Work instruction:
Please repeat the data below exactly, with the pictures removed.

(Provided entries)

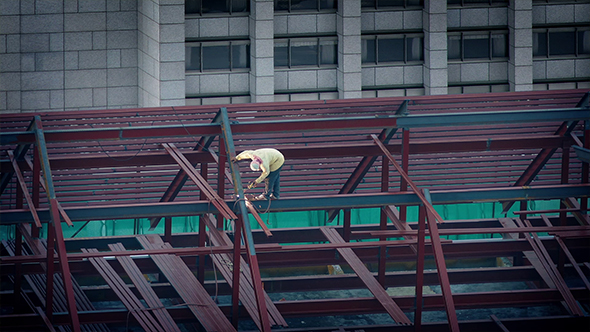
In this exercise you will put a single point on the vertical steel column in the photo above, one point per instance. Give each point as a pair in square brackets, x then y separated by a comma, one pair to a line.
[383, 222]
[55, 227]
[202, 229]
[222, 159]
[403, 186]
[420, 268]
[441, 266]
[248, 239]
[236, 271]
[565, 162]
[36, 190]
[346, 223]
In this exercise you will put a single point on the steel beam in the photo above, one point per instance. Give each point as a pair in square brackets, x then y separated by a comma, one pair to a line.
[248, 239]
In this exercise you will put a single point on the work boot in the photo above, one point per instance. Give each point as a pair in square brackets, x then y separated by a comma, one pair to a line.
[260, 197]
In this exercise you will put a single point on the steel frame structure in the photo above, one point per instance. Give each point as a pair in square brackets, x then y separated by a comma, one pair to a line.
[90, 166]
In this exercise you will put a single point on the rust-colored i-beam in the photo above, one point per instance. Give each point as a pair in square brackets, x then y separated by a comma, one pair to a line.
[180, 179]
[248, 239]
[365, 164]
[55, 233]
[406, 177]
[545, 154]
[188, 169]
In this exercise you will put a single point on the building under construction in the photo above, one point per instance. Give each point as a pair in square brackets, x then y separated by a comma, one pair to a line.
[427, 213]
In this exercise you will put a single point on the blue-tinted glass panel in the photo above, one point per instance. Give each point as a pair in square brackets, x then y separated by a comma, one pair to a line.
[539, 44]
[499, 46]
[454, 47]
[562, 43]
[415, 49]
[304, 53]
[239, 6]
[281, 5]
[304, 5]
[390, 49]
[240, 56]
[281, 53]
[368, 50]
[328, 52]
[328, 4]
[215, 6]
[583, 42]
[192, 58]
[216, 57]
[192, 7]
[476, 46]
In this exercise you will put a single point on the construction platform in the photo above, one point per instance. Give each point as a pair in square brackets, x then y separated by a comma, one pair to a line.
[64, 170]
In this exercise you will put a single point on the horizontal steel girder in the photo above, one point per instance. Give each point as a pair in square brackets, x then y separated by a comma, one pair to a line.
[175, 209]
[318, 151]
[370, 122]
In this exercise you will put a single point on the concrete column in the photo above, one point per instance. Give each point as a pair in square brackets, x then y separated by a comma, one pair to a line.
[262, 51]
[435, 47]
[348, 28]
[161, 80]
[520, 25]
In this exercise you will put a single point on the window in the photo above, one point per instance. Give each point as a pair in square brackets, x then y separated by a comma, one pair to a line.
[302, 5]
[477, 45]
[466, 3]
[555, 42]
[216, 6]
[392, 48]
[380, 4]
[294, 52]
[209, 56]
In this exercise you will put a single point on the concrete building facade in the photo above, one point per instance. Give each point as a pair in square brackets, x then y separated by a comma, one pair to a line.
[96, 54]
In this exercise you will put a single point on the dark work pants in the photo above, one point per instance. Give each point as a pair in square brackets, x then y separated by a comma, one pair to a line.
[272, 183]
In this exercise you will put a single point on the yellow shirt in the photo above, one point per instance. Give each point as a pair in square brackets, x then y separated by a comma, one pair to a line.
[272, 159]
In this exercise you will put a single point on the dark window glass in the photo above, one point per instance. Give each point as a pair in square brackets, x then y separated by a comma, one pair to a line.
[192, 58]
[240, 56]
[328, 4]
[390, 49]
[304, 53]
[415, 3]
[192, 6]
[304, 4]
[281, 4]
[368, 3]
[281, 53]
[216, 57]
[390, 3]
[476, 46]
[499, 46]
[539, 44]
[454, 47]
[239, 6]
[328, 51]
[368, 50]
[414, 50]
[214, 6]
[583, 42]
[562, 43]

(End Provided entries)

Answer area:
In this exercise you will put a single point on the vertical steel column in the photo above, one point per instance. Give each point as a pair in square brackets, x then y separated by a comma, one pair to a line.
[383, 222]
[55, 227]
[202, 229]
[222, 159]
[403, 186]
[420, 268]
[441, 266]
[248, 239]
[236, 271]
[565, 162]
[36, 190]
[346, 223]
In this exercise you will put a single point on the steel beam in the photo above, one point per instance. Give each point as a pair in square brackets, x then y separated by a comma, one pair to a line.
[248, 239]
In this exercise you will put a single point on the work boot in the photo above, one point per instance. Give each point as a pair in square brackets, x then y separated by a comma, one pair to a line.
[260, 197]
In this exercise you will put a single point on the steel frame structure in the photo above, one point per instance. Give each point as a pair in square brackets, x then y separated by a comma, one pair to a line.
[90, 166]
In this exercise you will put a single point on the rust-colored i-beam in the photo above, one point per instance. Give each point as a pair in square brackets, x then y separated by a comma, one pair to a line.
[180, 179]
[248, 239]
[365, 164]
[55, 233]
[406, 177]
[545, 154]
[188, 169]
In this exercise you will put a single point on the building under construction in the photo above, one point per instance. Give each point as a pair in square brackets, x then y separated by a comma, one pair to a line.
[427, 213]
In this exercise you will put a single point on the blue-tinted glass panel in the photo above, one point per instance. Give each point as a pair in square brackets, x then y separated by a comma, one pair to a line.
[539, 44]
[499, 46]
[454, 47]
[562, 43]
[415, 49]
[304, 53]
[239, 6]
[281, 5]
[304, 5]
[390, 49]
[240, 56]
[281, 53]
[368, 50]
[328, 52]
[328, 4]
[215, 6]
[583, 42]
[192, 58]
[216, 57]
[192, 7]
[476, 46]
In this exercise you will put a single point on the construction platform in the photo above, one point per instance. Give each point as a pair in square brackets, x then y separated by a comma, one pair to a line.
[64, 170]
In this exercise you will put a single point on the horizontal steel girder in the photo above, one point per instance. Give each point as a pair in square brackets, x then y separated by a comma, one pair to a line.
[175, 209]
[318, 151]
[370, 122]
In this exercise you will put a single point on the concrete column in the photo above, one point per instance. Give each point as a pair in square brackets, x then y separated by a comma, one pair to a line.
[262, 51]
[435, 47]
[348, 28]
[161, 80]
[520, 25]
In this exercise you will put a single point on the window in the photo above, one point per instance. Give each point as a pair in square brackets, x then y separated by a comma, one pair to a line.
[302, 5]
[477, 45]
[466, 3]
[555, 42]
[216, 6]
[392, 48]
[380, 4]
[294, 52]
[209, 56]
In this exercise you will put a single point on the concrete building facade in the photo above, one point per instance. Give each point as a pair in square brackets, x then y separated by a comma, one pair to a line.
[96, 54]
In this exercise you will put a single point on the dark work pants in the photo above, one point per instance. Give each point as a pair in square brackets, x then y separated by a comma, one pair to a line.
[272, 183]
In this exercise you will put a single point on the yellow shirt in the photo above, one point per instance. Give each point as a pair in square brackets, x then y separated by a comma, one pair to a line.
[272, 159]
In this exercise you will put a single point on the dark window glass in the photo above, one point per instance. Give each point as a pair in square brackets, x then y separated by a comma, one pair to a line.
[192, 58]
[240, 56]
[328, 4]
[390, 49]
[304, 53]
[415, 3]
[192, 6]
[304, 4]
[281, 4]
[368, 3]
[281, 53]
[216, 57]
[390, 3]
[476, 46]
[499, 46]
[539, 44]
[454, 47]
[239, 6]
[328, 51]
[368, 50]
[414, 50]
[214, 6]
[583, 42]
[562, 43]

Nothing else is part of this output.